Working data -
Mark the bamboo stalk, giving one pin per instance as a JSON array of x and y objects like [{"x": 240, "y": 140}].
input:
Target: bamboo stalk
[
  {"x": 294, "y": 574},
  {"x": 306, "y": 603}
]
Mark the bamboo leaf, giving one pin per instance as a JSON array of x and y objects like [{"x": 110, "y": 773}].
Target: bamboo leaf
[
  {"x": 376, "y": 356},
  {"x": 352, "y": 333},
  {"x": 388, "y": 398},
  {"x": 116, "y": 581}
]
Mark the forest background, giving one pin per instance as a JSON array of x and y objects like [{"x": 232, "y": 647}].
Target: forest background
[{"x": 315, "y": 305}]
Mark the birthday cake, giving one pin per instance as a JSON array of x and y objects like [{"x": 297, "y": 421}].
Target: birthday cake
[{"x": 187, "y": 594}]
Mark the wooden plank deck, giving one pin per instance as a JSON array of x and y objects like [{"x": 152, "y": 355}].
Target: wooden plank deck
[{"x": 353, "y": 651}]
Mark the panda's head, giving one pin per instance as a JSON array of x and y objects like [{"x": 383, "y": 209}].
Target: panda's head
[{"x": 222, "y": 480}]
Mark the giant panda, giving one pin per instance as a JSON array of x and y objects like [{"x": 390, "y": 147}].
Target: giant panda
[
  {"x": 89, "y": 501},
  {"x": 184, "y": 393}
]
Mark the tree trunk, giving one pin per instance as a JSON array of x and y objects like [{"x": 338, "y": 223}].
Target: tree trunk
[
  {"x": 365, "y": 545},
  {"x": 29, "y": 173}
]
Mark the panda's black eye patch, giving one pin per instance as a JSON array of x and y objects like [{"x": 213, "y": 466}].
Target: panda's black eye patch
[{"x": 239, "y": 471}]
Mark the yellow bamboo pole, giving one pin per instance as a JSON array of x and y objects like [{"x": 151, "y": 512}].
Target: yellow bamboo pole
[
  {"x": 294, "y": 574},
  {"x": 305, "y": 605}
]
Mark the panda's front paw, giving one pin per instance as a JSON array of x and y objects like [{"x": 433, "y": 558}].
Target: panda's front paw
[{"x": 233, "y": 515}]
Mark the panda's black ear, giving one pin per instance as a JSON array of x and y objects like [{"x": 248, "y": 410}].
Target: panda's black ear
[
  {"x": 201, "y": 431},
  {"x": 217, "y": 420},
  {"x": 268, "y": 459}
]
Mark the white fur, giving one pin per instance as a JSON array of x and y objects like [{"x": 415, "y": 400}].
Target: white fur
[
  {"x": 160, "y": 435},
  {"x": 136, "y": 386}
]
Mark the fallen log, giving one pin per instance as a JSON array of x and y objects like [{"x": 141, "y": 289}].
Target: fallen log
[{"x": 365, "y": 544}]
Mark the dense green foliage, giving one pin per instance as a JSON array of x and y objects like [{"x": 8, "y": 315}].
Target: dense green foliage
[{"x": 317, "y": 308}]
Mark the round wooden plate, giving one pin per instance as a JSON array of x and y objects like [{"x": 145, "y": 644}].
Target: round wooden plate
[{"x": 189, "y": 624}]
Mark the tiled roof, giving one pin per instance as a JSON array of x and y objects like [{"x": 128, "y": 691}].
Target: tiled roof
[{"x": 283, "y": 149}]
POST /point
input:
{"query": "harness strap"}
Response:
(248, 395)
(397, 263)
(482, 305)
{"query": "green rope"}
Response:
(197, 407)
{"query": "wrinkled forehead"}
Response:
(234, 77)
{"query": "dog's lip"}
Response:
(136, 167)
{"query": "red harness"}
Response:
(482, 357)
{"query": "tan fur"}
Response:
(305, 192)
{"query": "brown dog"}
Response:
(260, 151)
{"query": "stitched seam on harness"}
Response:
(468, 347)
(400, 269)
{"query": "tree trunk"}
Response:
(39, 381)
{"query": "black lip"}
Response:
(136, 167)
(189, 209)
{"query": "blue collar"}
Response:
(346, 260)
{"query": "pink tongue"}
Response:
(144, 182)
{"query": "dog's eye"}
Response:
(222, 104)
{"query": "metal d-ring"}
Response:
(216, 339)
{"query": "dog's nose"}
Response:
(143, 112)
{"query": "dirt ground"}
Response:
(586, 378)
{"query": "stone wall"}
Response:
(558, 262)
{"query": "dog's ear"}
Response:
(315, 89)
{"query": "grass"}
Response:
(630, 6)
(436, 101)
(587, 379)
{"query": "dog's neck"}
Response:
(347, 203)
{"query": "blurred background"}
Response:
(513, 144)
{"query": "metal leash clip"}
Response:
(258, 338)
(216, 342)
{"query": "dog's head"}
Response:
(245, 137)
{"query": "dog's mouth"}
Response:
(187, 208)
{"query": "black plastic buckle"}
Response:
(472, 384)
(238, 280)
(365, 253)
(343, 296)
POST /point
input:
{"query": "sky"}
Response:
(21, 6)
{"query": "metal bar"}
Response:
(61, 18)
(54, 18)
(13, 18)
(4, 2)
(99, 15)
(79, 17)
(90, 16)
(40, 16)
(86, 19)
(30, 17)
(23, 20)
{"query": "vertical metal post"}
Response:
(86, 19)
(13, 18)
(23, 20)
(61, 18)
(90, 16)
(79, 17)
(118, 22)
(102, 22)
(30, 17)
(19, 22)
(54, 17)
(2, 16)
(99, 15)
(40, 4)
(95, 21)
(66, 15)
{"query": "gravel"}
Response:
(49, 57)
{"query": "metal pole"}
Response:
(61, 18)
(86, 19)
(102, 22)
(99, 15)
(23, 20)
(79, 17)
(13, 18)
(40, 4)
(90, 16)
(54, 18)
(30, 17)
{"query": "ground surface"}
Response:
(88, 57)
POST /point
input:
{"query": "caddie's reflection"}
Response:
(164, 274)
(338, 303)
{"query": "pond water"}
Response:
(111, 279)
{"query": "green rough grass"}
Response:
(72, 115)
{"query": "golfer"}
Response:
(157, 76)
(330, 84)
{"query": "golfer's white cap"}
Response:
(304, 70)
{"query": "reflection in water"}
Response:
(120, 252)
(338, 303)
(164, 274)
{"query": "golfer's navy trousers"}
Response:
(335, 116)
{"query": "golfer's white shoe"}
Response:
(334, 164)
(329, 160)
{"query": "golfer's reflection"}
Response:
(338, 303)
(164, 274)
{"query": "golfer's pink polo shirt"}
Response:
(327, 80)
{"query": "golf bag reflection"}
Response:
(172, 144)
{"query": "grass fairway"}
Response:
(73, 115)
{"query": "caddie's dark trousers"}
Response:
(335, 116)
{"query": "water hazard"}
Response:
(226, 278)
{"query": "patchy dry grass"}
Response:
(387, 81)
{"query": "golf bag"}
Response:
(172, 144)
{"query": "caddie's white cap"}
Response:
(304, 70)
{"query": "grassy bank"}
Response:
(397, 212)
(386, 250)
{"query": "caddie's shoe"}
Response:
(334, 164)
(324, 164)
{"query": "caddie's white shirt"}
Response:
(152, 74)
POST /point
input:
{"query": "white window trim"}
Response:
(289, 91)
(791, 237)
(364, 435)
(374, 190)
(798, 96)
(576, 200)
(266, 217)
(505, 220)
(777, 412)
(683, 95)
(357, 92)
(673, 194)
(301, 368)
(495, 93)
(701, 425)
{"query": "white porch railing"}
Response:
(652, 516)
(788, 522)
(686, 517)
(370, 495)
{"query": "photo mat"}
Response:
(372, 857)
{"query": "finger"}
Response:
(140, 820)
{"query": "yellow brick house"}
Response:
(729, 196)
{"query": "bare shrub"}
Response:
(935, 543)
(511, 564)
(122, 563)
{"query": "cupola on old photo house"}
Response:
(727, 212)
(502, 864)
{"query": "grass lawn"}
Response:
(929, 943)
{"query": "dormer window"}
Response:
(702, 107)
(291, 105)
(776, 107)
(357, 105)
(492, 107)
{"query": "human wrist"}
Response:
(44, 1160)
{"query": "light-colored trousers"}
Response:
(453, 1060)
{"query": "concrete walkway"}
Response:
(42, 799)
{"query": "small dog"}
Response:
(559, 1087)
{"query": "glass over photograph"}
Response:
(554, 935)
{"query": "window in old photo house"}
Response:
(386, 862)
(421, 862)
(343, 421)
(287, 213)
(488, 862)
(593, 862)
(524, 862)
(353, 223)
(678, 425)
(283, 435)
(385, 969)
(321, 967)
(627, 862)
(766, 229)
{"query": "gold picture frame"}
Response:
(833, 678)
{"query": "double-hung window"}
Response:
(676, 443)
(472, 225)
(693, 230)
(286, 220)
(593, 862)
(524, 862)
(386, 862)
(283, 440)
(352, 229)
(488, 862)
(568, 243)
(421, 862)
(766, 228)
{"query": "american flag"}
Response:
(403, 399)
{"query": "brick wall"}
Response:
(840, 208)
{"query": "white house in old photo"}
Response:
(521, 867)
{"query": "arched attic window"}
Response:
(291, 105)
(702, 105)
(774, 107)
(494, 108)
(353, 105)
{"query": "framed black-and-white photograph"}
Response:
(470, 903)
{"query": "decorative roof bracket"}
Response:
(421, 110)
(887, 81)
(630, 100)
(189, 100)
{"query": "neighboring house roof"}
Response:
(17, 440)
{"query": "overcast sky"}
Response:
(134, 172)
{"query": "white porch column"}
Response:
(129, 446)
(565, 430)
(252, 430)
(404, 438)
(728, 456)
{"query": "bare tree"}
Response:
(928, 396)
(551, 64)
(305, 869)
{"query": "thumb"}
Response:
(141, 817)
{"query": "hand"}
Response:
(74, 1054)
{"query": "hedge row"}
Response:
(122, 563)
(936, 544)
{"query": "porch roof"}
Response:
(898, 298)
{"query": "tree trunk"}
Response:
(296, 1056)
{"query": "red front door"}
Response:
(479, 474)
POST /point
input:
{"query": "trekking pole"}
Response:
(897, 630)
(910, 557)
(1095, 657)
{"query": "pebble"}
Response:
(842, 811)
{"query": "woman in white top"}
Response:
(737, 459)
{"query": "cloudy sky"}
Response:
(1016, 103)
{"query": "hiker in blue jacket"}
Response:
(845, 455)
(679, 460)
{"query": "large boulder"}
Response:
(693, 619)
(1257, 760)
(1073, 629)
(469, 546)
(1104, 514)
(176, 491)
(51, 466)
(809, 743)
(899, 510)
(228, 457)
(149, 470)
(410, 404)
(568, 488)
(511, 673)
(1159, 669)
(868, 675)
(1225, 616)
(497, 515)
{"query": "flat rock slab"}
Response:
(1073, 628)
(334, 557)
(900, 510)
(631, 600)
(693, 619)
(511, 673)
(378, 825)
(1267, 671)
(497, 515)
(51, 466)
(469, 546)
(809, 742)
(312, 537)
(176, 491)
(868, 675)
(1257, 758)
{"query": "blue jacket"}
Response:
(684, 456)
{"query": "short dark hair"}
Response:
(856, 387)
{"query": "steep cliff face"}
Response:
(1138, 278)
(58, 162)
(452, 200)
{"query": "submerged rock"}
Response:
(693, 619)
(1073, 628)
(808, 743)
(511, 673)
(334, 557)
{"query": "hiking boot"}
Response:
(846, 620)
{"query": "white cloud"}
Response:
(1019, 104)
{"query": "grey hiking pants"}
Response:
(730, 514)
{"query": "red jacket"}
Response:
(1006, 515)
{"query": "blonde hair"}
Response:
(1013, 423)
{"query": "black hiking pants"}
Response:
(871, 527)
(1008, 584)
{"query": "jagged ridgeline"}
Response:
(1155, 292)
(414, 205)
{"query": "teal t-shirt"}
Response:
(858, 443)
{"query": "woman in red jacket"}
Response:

Exercise -
Where a line of the data contains "photograph", copy that line.

Answer to this task -
{"query": "glass over photograph"}
{"query": "framed black-and-white photograph"}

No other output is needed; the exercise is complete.